Compared to the reference-based approach, the marker-based one does not require reference annotation, which is a big advantage compared to the former. However, it highly depends on marker selection, and the best set of markers should be selected taking the specific identification procedures into account. One reason for the high dependency on marker set seems to be the uneven number of cell markers. In the CellMarker database, several subtypes of dendritic cells have hundreds of marker genes while others, e.g., natural killer cells and B cells, have only around ten markers. Such discrepant marker numbers may compromise identification performance, which is why MarkerCount (marker-based mode) reselects markers if too many are provided in marker database. Depending on the specific procedures and algorithm of cell type identifiers, the best set of markers will also be different. “Cell marker” means that it is expressed only in a specific cell type and not expressed at all elsewhere. However, it does not always hold since the definition of cell type can be quite different according to the analytical purpose and application. For example, one application may be required to identify T cells as a whole, while another may be required to identify specific subtypes, such as cytotoxic T cells, memory T cells, helper T cells, and regulatory T cells. Depending on what specific set of cell types are required, different approaches and/or different tools must be used. Fig. 8, Fig. 9 show the Sankey diagram and the UMAP plots similar to those in the reference-based identification experiments. In these figures, we see that specific subtypes are interchangeably identified to other subtypes within the same broader cell type. Having markers of both broad and specific cell types, simultaneous identification of both categories may cause unexpected results, as shown in Fig. 8. As it is also risky to identify specific cell type using only a few markers, a better option is to use hierarchical identification, i.e., identify broad cell types first using many markers and then determine their subtypes using specific markers. The specific hierarchy to be used depends on the specific tissue analyzed.
********************
§ **What you will do**
In the excerpt on marker-based cell type identification, what does MarkerCount (marker-based mode) do if too many markers are provided in the marker database? You can do the task without the listing.
********************
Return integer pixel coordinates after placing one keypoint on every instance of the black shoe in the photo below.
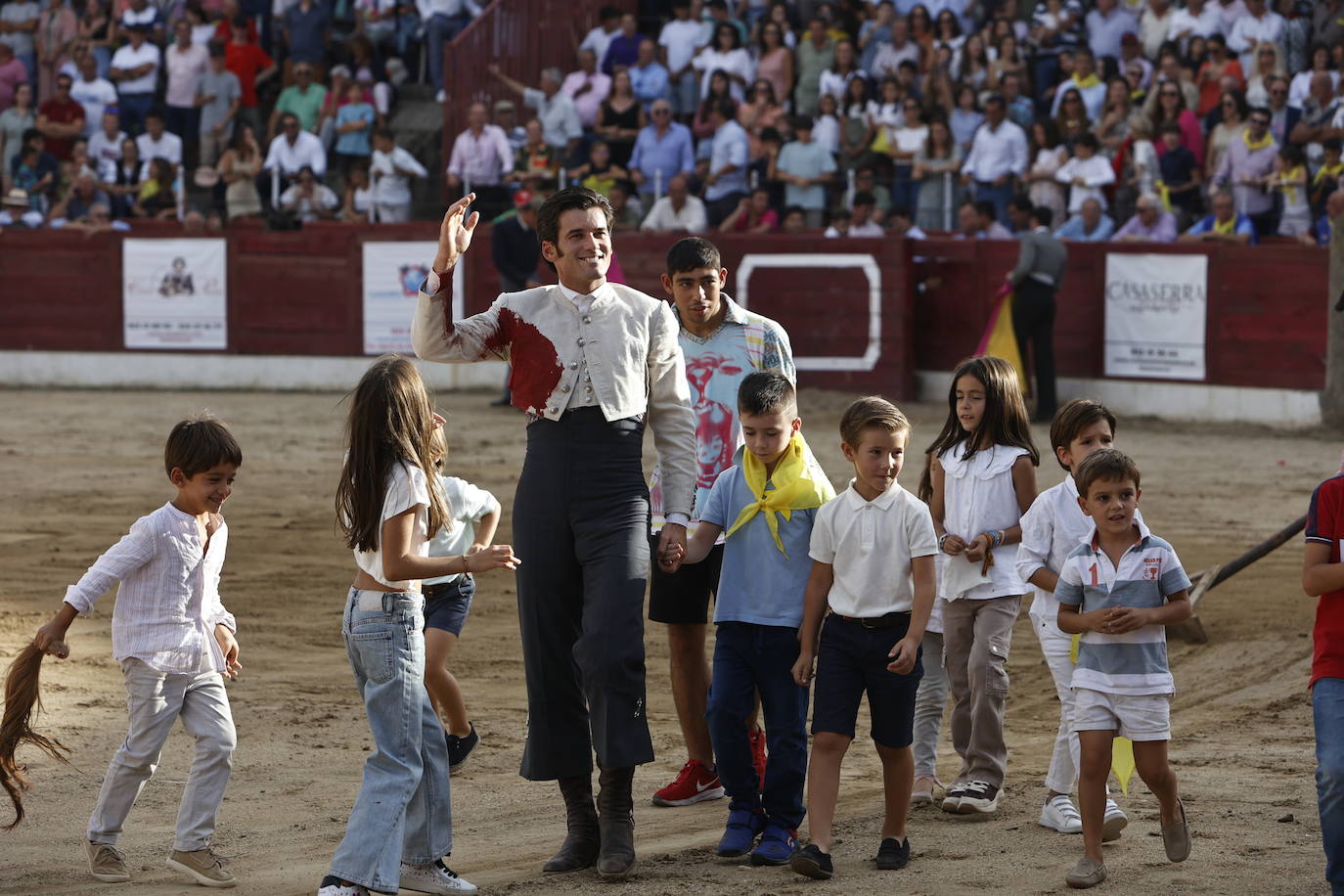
(893, 855)
(812, 863)
(459, 748)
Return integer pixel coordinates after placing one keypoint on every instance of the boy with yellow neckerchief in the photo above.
(765, 503)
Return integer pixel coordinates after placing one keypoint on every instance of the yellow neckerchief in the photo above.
(1268, 140)
(1164, 194)
(1328, 171)
(794, 489)
(1285, 182)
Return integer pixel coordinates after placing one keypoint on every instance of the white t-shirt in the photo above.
(406, 488)
(682, 39)
(870, 546)
(467, 506)
(94, 96)
(128, 58)
(978, 496)
(167, 147)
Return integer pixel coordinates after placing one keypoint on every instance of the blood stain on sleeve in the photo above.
(536, 367)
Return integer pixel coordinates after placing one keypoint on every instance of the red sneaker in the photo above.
(695, 784)
(757, 738)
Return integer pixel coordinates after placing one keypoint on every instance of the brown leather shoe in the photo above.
(615, 823)
(581, 840)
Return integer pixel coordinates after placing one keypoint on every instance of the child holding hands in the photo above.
(981, 469)
(175, 643)
(765, 504)
(1120, 589)
(873, 567)
(473, 516)
(387, 503)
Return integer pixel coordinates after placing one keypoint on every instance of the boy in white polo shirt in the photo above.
(873, 553)
(1118, 590)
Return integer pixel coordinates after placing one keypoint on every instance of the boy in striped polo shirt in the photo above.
(1118, 589)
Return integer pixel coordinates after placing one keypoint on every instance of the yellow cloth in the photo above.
(1165, 195)
(1121, 748)
(1268, 140)
(1000, 338)
(1328, 171)
(797, 486)
(1287, 182)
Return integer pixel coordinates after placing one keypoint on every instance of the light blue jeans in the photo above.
(402, 812)
(1328, 711)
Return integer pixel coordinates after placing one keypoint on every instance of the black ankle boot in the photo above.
(581, 841)
(615, 813)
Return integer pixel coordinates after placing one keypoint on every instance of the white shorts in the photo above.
(1135, 716)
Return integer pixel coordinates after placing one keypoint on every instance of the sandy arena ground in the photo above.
(78, 468)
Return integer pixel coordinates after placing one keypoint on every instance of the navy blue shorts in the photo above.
(851, 661)
(448, 604)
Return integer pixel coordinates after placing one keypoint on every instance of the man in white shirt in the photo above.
(93, 93)
(679, 40)
(392, 169)
(481, 158)
(588, 87)
(157, 143)
(594, 364)
(998, 156)
(560, 128)
(290, 154)
(1197, 19)
(1258, 25)
(186, 64)
(600, 38)
(135, 70)
(678, 212)
(444, 21)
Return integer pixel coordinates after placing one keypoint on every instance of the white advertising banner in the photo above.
(175, 293)
(392, 274)
(1156, 306)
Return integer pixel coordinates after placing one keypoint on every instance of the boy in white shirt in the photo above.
(1086, 173)
(175, 643)
(873, 551)
(1052, 528)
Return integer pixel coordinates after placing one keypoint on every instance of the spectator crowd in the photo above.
(1136, 119)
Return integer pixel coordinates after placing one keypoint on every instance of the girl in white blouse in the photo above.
(388, 501)
(983, 478)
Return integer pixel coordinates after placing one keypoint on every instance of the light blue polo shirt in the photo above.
(757, 583)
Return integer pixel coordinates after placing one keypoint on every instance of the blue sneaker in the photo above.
(777, 845)
(740, 831)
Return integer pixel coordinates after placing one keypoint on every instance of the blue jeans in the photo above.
(438, 31)
(402, 812)
(1328, 711)
(750, 658)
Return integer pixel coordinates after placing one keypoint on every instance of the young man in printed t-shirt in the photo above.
(722, 342)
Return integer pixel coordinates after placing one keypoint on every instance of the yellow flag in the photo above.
(1121, 748)
(999, 338)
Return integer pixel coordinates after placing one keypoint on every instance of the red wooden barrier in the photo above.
(301, 293)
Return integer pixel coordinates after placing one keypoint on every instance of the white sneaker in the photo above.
(435, 877)
(1113, 823)
(1060, 814)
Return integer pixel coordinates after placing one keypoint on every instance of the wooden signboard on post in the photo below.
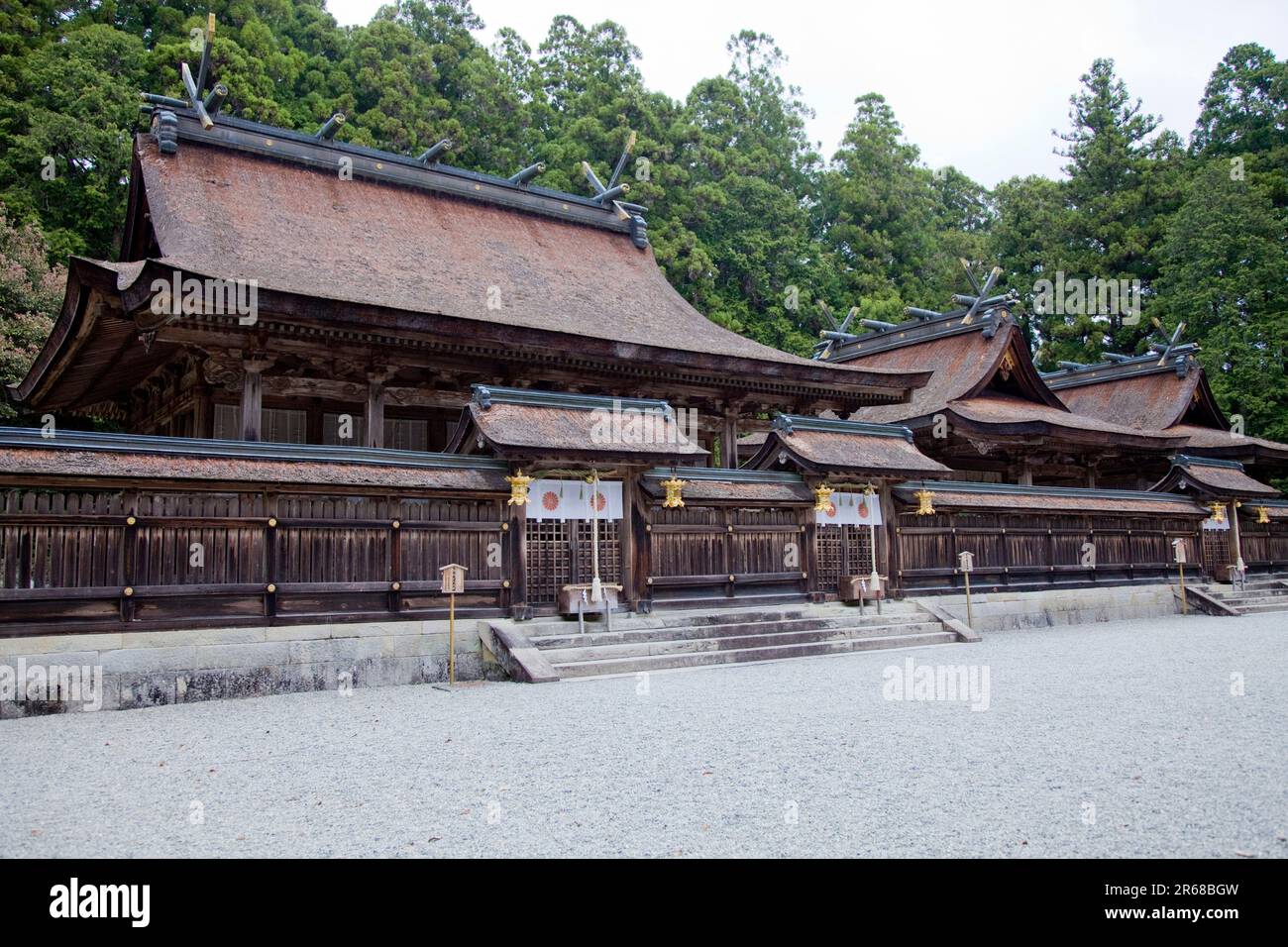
(454, 583)
(966, 565)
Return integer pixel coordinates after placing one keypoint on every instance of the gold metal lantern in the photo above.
(823, 497)
(519, 484)
(674, 488)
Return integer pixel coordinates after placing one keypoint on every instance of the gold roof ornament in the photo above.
(1008, 367)
(519, 484)
(823, 497)
(674, 499)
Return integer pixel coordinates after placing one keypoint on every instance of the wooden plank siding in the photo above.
(76, 560)
(722, 553)
(1034, 551)
(82, 556)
********************
§ **Response below**
It reselects the markers.